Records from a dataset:
•••••

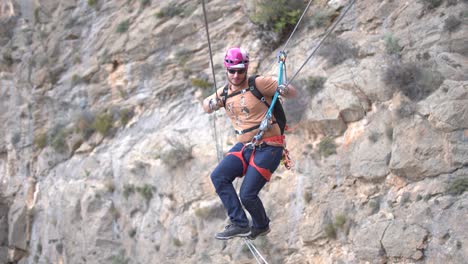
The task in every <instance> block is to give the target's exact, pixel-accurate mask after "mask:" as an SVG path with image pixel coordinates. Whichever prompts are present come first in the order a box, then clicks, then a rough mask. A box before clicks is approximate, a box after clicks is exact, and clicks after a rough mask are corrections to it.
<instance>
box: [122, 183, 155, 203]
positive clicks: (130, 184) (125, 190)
mask: <svg viewBox="0 0 468 264" xmlns="http://www.w3.org/2000/svg"><path fill="white" fill-rule="evenodd" d="M153 189H154V187H153V186H152V185H150V184H147V183H145V184H144V185H143V186H135V185H133V184H125V185H124V186H123V196H124V197H125V199H128V197H129V196H130V195H132V194H134V193H135V192H137V193H139V194H140V195H141V196H142V197H143V198H144V199H145V200H146V201H147V202H149V201H150V200H151V199H152V198H153Z"/></svg>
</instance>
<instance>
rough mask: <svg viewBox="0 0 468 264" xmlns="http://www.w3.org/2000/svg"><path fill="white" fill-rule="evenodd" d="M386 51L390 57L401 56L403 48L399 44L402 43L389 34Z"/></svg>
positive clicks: (396, 38) (387, 40)
mask: <svg viewBox="0 0 468 264" xmlns="http://www.w3.org/2000/svg"><path fill="white" fill-rule="evenodd" d="M384 40H385V51H386V52H387V54H390V55H400V51H401V50H402V47H401V46H400V44H398V42H399V41H400V40H399V39H398V38H396V37H395V36H393V34H391V33H390V34H387V35H385V38H384Z"/></svg>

•••••

• WORK TO COMPLETE
None of the pictures belong in the copy; transcribe the rest of the data exactly.

• TASK RESPONSE
The task in every <instance> block is to give the target's exact, pixel-accurate mask after "mask:" as an SVG path with image pixel coordinates. Whichever prompts are present come first in the order a box, then clicks, then a rough mask. A box before clicks is approximate, a box after clicks is exact, and clicks after a rough mask are corrections to it.
<instance>
box: [122, 183, 155, 203]
positive clicks: (130, 184) (125, 190)
mask: <svg viewBox="0 0 468 264" xmlns="http://www.w3.org/2000/svg"><path fill="white" fill-rule="evenodd" d="M153 189H154V187H153V186H152V185H150V184H147V183H145V184H144V185H143V186H135V185H133V184H125V185H124V186H123V196H124V197H125V199H128V197H129V196H130V195H132V194H134V193H135V192H137V193H139V194H140V195H141V196H142V197H143V198H144V199H145V200H146V201H147V202H149V201H150V200H151V199H152V198H153Z"/></svg>
</instance>
<instance>
rough mask: <svg viewBox="0 0 468 264" xmlns="http://www.w3.org/2000/svg"><path fill="white" fill-rule="evenodd" d="M386 51L390 57L401 56L403 48L399 44L402 43L389 34Z"/></svg>
positive clicks: (396, 38) (387, 40)
mask: <svg viewBox="0 0 468 264" xmlns="http://www.w3.org/2000/svg"><path fill="white" fill-rule="evenodd" d="M384 40H385V51H386V52H387V54H390V55H400V51H401V50H402V47H401V46H400V44H398V42H399V41H400V40H399V39H398V38H396V37H395V36H393V34H391V33H390V34H387V35H385V38H384Z"/></svg>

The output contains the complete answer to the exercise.